• Passage to read
This lawsuit stems from the death of eleven year old Margaret Charlotta Young, who contracted aplastic anemia after taking a cold medication prescribed for her by defendant Moss and supplied her by defendant Pickle. Margaret Charlotta Young was a resident of Mississippi, as are her parents and as are Moss and Pickle.

Margaret's parents hired attorneys to sue Moss, Pickle, and Parke-Davis, maker of the drug. The trauma of losing their daughter, however, left them psychologically unable to deal with the many reminders of the tragedy encountered in the course of preparing the suit, and Mr. and Mrs. Young ultimately resolved that they would either have to find an administrator to manage the suit in their place or forgo suing at all. Of their many relatives and acquaintances, Mr. and Mrs. Young believed that only Mrs. Young's sister, Madeline Bianca, a resident of a nearby town in Louisiana, had sufficient ties to the family to be named administratrix of Margaret's estate. Accordingly, Bianca was named administratrix by order of the Mississippi Chancery Court.

• Tasks to complete
a) What illness did Margaret contract after taking the cold medication, according to the lawsuit passage?
b) Please copy the lawsuit passage word for word, beginning at the words "This lawsuit stems" and stopping after "Moss and Pickle.".
The rows aren't needed for any of this.

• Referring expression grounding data
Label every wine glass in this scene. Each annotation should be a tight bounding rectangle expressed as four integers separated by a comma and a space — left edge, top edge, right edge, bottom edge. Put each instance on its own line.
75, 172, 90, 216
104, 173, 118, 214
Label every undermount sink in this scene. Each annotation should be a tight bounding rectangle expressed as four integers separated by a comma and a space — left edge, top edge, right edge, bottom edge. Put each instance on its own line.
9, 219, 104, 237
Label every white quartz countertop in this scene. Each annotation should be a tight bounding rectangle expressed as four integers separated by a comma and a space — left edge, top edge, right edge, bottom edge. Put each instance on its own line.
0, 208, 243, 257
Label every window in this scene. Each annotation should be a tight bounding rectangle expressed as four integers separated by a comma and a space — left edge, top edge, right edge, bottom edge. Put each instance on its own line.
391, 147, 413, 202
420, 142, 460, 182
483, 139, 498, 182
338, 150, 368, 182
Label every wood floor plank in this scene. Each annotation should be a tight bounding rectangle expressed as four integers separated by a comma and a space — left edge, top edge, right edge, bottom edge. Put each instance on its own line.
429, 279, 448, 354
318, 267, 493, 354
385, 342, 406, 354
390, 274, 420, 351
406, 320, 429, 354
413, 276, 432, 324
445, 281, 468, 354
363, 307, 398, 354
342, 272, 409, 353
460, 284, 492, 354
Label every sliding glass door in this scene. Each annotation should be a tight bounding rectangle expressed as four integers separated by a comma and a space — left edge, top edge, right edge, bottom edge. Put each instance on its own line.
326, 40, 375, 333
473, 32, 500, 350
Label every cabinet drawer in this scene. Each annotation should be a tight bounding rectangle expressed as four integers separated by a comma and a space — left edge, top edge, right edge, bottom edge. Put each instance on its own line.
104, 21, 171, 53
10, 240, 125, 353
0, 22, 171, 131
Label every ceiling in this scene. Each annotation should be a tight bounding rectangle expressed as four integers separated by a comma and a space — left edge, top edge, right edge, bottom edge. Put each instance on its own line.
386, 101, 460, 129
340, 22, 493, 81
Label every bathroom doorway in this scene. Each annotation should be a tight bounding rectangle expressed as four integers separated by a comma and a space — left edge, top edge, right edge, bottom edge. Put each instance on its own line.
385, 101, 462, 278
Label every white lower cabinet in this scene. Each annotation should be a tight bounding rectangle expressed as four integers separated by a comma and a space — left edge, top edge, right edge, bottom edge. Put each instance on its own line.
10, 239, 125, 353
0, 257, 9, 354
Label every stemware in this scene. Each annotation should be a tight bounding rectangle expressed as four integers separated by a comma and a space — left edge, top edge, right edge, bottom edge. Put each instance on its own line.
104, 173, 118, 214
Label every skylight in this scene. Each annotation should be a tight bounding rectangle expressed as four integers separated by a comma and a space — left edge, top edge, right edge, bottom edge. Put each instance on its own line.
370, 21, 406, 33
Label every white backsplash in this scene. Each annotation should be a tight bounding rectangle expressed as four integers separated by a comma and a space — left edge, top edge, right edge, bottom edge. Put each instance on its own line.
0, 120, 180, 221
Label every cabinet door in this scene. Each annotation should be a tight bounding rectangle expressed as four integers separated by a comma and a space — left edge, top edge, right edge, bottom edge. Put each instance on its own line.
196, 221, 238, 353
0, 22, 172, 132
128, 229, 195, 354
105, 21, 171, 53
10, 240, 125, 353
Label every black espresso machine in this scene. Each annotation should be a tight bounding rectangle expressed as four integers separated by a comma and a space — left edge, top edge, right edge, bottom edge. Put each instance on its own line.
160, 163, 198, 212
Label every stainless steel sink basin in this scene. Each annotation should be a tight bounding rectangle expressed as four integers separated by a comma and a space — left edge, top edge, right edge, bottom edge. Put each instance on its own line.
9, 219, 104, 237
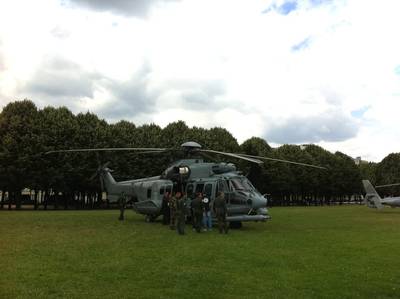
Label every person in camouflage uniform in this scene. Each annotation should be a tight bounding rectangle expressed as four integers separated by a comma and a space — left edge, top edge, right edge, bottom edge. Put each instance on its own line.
168, 195, 176, 230
191, 192, 203, 233
214, 192, 228, 234
118, 191, 126, 220
175, 192, 186, 235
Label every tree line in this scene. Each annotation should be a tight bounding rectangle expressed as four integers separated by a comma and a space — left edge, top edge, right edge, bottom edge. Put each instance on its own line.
0, 100, 400, 209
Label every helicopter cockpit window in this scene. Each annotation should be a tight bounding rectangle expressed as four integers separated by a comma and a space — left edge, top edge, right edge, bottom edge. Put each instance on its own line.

• Solutions for each task
a) Aplastic anemia.

b)
This lawsuit stems from the death of eleven year old Margaret Charlotta Young, who contracted aplastic anemia after taking a cold medication prescribed for her by defendant Moss and supplied her by defendant Pickle. Margaret Charlotta Young was a resident of Mississippi, as are her parents and as are Moss and Pickle.